═══ Source ═══

Thursday, May 29, 2014

Comet 67P Churyumov-Gerasimenko - First amateur images 2014

As the European Space Agency's Rosetta Mission ramps up in a busy week of astronomy, Observatory W96 and Observers A. Maury, J.-G Bosch, J.-F. Soulier were the first amateurs to report positions of 69P (this apparition) to the MPC. Amateur images of Comet 67P have also been acquired by the Professional-Amateur Collaboration in Astronomy (PACA) for comet 67P led by Dr Padma Yanamandra-Fisher in partnership with Amateur Astronmers. The PACA group uses social media to connect amateur and professional astronomers to provide observation follow-up, monitoring and collaboration on science missions.

Comet 67P is about to be visited by the Rosetta Probe and ESA released their first photos, 2 weeks ago, of the comet starting to come to life as it heads on in towards the sun. The Rosetta mission is to follow the comet round the sun during the part of its orbit where the ices and dusts begin to discharge and form the tail. In november 2014, Rosetta will deliver a landed named Philae that will touch down on the nucleus of the comet to sample the particles as they become active.

═══

### Directions
(a) Can you condense the paragraph of the Comet 67P post that begins "Comet 67P is about to be visited" into a short list that keeps its main facts?
(b) In the Comet 67P post, who leads the Professional-Amateur Collaboration in Astronomy (PACA) for the comet?

═══ Records supplied ═══

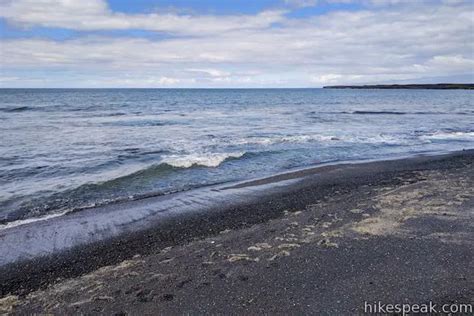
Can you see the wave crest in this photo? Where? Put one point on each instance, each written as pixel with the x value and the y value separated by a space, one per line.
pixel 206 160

═══
═══ Records supplied ═══

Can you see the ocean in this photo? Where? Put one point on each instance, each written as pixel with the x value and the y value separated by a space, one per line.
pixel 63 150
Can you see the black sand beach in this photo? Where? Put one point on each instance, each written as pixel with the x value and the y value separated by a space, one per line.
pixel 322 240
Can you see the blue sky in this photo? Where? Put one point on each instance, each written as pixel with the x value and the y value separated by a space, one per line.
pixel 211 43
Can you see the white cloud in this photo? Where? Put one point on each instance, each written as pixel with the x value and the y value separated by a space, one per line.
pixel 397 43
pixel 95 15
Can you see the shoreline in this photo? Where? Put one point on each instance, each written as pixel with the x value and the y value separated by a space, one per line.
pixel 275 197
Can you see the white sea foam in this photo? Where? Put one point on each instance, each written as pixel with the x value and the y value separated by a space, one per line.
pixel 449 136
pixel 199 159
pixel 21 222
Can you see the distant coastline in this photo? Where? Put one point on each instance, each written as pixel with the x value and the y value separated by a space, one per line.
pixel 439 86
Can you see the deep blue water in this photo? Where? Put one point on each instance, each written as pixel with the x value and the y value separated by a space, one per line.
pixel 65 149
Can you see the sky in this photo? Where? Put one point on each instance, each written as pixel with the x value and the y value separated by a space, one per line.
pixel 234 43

═══
═══ Records supplied ═══

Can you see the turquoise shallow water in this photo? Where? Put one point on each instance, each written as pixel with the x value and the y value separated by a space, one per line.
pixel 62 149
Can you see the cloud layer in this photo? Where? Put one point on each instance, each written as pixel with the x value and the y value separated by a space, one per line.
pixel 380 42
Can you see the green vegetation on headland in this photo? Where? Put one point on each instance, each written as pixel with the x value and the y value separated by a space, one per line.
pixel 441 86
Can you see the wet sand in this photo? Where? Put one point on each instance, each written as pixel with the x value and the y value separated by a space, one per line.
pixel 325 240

═══

### Solutions to the tasks
(a)
- The Rosetta probe is about to visit Comet 67P. Two weeks earlier, ESA released its first photos of the comet coming to life as it heads toward the sun.
- Rosetta will follow the comet around the sun during the part of its orbit where ices and dust begin to discharge and form the tail.
- In November 2014, Rosetta will deliver Philae, which will touch down on the comet's nucleus to sample the particles as they become active.

(b) Dr Padma Yanamandra-Fisher